# Required work
Print out the entries below with no edits.

# Task material
----
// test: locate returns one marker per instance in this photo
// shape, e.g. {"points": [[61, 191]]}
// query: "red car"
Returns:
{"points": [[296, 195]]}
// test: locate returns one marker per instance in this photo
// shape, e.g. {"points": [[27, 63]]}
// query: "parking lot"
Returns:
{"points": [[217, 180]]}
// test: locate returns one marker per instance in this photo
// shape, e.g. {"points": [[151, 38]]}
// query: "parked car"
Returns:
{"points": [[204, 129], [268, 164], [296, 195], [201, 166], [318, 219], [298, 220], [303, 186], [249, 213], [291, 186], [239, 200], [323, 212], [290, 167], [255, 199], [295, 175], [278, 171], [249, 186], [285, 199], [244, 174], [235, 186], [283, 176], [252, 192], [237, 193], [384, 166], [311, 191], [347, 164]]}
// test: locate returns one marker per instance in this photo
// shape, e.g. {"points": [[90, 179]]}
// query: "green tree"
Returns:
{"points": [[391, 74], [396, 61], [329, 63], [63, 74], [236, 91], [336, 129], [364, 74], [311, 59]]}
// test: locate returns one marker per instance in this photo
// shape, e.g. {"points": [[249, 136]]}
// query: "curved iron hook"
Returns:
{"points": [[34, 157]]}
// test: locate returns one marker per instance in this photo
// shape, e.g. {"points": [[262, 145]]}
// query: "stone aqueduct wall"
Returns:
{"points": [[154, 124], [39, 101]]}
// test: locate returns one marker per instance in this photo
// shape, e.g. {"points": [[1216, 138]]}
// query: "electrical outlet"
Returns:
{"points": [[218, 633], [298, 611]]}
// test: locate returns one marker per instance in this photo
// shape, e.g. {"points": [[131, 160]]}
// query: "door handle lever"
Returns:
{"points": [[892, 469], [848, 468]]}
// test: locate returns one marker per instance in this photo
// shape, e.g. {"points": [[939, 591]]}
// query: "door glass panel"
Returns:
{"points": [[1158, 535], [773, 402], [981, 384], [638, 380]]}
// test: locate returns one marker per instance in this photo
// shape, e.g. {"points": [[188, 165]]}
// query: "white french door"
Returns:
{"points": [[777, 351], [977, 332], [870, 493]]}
----
# Expected answer
// test: locate returns one marker per instance in this photo
// shape, e.g. {"points": [[61, 191]]}
// query: "red car"
Returns:
{"points": [[296, 195]]}
// test: locate returns one marker per instance in this photo
// shape, e.g. {"points": [[27, 63]]}
// query: "parking lot"
Returns:
{"points": [[217, 180]]}
// test: locate returns one marker per instance in this photo
// shape, e.g. {"points": [[151, 38]]}
// query: "parked car"
Returns:
{"points": [[204, 129], [268, 164], [296, 195], [201, 166], [318, 219], [298, 220], [303, 186], [249, 213], [291, 186], [239, 200], [323, 212], [290, 167], [255, 199], [295, 175], [278, 171], [249, 186], [285, 199], [244, 174], [235, 186], [283, 176], [252, 192], [237, 193], [384, 166], [311, 191], [347, 164]]}
// test: locate returns one marker per instance in this photo
// shape, e.g. {"points": [[90, 179]]}
// query: "green tree"
Returns:
{"points": [[391, 74], [396, 61], [329, 63], [63, 74], [236, 91], [336, 129], [364, 74], [311, 59]]}
// test: locate returns one marker per instance in this photo
// shape, e.g. {"points": [[249, 136]]}
// query: "curved iron hook"
Returns:
{"points": [[34, 157]]}
// test: locate returns one marker per instance in this photo
// shape, e.g. {"points": [[262, 145]]}
// query: "stone aqueduct wall"
Returns:
{"points": [[154, 124], [39, 101]]}
// test: locate returns one marker per instance in this photo
// shape, e.g. {"points": [[1216, 138]]}
// query: "electrical outlet"
Returns:
{"points": [[218, 633], [298, 611]]}
// test: locate returns one marker per instance in this photo
// shape, e.g. {"points": [[131, 160]]}
// query: "door handle lever"
Returns:
{"points": [[892, 469], [848, 468]]}
// test: locate returns one marker per instance in this photo
// shape, e.g. {"points": [[939, 591]]}
// query: "door glass panel"
Returns:
{"points": [[1158, 535], [773, 402], [981, 384], [638, 380]]}
// test: locate returns one marker per instance in this photo
// shape, e.g. {"points": [[188, 165]]}
// query: "white french door"
Returns:
{"points": [[777, 351], [977, 332], [870, 493]]}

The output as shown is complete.